Excerpt provided:

----------

Kentucky lands paper mill, 320 new jobs
The western Kentucky city of Henderson will be the site where Pratt Paper LLC plans to build a massive recycled paper mill and manufacturing facility that will create more than 320 jobs, and the $400 million project represents the largest economic development investment in that region in about a half-century.
Company officials met with state and local leaders Thursday afternoon to make the official announcement in the community of 30,000 people south of Evansville, Ind.
Over the next five years, Pratt plans to build a 450,000-square-foot mill that will employ 120 people and a 700,000-square-foot plant employing about 200 people to make corrugated paper products, including pizza boxes and packaging for big box retailers and distributors.
The construction work is expected to create 700 jobs through the end of 2026.
Pratt Industries Executive Chairman Anthony Pratt said the mill represents a major investment in green technologies and is the largest single investment in the Georgia-based company’s history.
He credited Gov. Andy Beshear, who he met in April, for encouraging the company to expand in the state. Pratt has a manufacturing facility in Hebron, located just outside of Cincinnati, that has 200 workers.
“We see further investment potential in this dynamic state, and Gov. Beshear’s leadership has made Kentucky a great place to invest in,” Pratt said. “I believe in regional manufacturing. It’s the heart and soul of America and there is no better place than Kentucky.”

----------

Work required: According to the article on the Kentucky paper mill, how many jobs is the construction work expected to create through the end of 2026?

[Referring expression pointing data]
----------

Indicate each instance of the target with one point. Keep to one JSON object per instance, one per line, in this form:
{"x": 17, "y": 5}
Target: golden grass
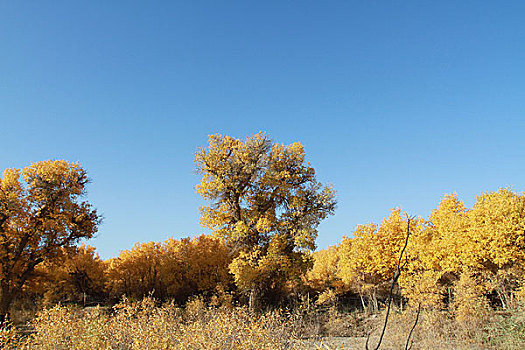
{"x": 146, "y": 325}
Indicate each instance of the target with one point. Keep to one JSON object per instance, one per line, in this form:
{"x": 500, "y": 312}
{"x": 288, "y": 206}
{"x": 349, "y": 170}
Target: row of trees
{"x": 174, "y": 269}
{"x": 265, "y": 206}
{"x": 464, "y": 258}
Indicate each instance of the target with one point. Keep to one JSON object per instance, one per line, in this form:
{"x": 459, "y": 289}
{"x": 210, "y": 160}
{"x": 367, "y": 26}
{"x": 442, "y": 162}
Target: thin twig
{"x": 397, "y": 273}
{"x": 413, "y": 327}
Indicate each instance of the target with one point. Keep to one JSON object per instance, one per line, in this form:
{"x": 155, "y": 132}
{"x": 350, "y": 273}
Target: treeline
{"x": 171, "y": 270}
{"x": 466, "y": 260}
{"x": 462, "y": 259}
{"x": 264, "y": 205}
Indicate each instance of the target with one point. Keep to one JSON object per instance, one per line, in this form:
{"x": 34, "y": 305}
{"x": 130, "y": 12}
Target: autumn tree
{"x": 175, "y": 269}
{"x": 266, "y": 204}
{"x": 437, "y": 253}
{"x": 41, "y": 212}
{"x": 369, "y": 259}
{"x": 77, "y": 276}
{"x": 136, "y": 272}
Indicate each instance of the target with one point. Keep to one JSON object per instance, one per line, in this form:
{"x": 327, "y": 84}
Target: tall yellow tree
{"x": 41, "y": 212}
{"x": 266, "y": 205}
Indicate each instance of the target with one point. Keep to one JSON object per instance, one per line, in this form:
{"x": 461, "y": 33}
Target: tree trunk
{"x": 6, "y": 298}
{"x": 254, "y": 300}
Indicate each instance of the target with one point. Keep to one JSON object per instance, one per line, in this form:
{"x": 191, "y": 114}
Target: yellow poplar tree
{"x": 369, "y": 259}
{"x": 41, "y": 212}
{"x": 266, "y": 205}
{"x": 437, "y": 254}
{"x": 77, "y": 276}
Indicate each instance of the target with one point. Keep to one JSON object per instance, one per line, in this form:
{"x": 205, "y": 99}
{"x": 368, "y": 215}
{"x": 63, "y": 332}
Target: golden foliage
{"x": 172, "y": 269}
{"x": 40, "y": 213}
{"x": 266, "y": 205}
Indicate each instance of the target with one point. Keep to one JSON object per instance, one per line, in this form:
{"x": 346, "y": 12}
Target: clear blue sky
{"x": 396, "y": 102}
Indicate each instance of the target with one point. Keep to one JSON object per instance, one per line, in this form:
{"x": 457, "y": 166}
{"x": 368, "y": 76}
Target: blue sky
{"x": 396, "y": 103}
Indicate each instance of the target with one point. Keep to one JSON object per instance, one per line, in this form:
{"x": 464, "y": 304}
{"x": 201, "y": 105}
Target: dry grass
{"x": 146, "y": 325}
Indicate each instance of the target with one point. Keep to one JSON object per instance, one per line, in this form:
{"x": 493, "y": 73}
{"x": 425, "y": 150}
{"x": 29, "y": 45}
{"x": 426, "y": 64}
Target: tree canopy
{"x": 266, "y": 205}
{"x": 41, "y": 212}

----------

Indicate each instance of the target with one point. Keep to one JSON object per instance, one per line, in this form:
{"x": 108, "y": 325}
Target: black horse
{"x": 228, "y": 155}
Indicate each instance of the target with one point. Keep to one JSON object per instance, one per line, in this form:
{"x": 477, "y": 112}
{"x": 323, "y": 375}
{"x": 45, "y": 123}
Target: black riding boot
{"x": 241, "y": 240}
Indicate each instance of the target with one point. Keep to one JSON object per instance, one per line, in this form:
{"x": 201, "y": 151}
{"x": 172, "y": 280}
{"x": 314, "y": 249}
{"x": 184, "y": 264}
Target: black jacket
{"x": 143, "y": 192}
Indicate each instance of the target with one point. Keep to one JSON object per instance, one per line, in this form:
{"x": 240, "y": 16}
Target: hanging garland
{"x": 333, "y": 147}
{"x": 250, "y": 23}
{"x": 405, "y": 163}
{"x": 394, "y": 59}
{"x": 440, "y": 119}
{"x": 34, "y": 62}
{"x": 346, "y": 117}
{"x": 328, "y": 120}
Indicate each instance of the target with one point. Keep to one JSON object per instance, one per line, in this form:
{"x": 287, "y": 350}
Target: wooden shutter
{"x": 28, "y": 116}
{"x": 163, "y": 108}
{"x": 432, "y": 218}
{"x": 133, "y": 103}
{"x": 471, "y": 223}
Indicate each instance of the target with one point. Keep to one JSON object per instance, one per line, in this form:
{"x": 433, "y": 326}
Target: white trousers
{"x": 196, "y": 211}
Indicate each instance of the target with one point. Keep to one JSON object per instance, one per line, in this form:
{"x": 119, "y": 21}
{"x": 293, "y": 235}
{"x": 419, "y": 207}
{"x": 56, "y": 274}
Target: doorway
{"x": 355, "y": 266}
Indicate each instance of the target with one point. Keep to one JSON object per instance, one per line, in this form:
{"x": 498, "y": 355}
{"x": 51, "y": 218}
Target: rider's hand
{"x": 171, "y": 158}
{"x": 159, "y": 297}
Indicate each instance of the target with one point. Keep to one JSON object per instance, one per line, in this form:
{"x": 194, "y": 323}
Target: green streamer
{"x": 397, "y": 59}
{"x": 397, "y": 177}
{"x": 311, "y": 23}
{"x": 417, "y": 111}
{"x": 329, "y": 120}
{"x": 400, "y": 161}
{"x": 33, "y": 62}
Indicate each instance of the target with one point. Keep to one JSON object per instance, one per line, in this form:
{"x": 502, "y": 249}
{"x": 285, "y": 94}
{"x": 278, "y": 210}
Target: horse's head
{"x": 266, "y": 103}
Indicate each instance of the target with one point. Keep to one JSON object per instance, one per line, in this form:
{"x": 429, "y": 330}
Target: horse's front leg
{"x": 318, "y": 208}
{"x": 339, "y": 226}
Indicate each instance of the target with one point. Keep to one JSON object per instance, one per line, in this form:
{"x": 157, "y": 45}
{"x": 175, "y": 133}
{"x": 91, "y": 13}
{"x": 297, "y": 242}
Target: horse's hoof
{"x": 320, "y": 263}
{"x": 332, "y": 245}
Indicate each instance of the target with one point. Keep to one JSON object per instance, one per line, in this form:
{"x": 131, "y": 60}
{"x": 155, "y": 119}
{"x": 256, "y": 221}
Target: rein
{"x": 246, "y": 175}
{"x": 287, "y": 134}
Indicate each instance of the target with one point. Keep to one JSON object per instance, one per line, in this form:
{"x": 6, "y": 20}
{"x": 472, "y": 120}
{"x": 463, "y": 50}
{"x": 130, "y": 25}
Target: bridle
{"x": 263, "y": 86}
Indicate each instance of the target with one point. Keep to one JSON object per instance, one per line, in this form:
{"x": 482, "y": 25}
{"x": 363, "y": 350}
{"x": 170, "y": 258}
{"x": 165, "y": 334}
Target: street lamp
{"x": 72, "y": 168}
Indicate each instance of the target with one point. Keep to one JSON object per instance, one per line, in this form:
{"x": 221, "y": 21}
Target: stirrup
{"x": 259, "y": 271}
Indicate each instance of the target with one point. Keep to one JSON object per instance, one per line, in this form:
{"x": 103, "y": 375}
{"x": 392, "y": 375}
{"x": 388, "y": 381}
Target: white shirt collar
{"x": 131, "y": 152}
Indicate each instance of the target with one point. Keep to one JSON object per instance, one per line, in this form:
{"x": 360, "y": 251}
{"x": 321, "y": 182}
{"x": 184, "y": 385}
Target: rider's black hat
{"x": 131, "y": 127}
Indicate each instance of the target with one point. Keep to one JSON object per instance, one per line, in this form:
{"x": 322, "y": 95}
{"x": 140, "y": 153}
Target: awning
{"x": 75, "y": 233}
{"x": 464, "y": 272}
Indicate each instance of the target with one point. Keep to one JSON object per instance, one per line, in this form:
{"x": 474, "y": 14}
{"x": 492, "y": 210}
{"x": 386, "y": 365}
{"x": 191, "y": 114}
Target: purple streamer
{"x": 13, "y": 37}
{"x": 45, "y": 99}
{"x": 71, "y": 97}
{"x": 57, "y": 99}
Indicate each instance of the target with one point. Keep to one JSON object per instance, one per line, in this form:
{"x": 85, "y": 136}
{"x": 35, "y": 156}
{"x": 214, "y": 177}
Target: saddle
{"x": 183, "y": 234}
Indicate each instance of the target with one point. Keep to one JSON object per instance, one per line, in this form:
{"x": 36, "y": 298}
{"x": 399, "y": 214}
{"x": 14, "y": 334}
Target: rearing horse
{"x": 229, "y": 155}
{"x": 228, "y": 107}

----------

Problem solution: 700 jobs.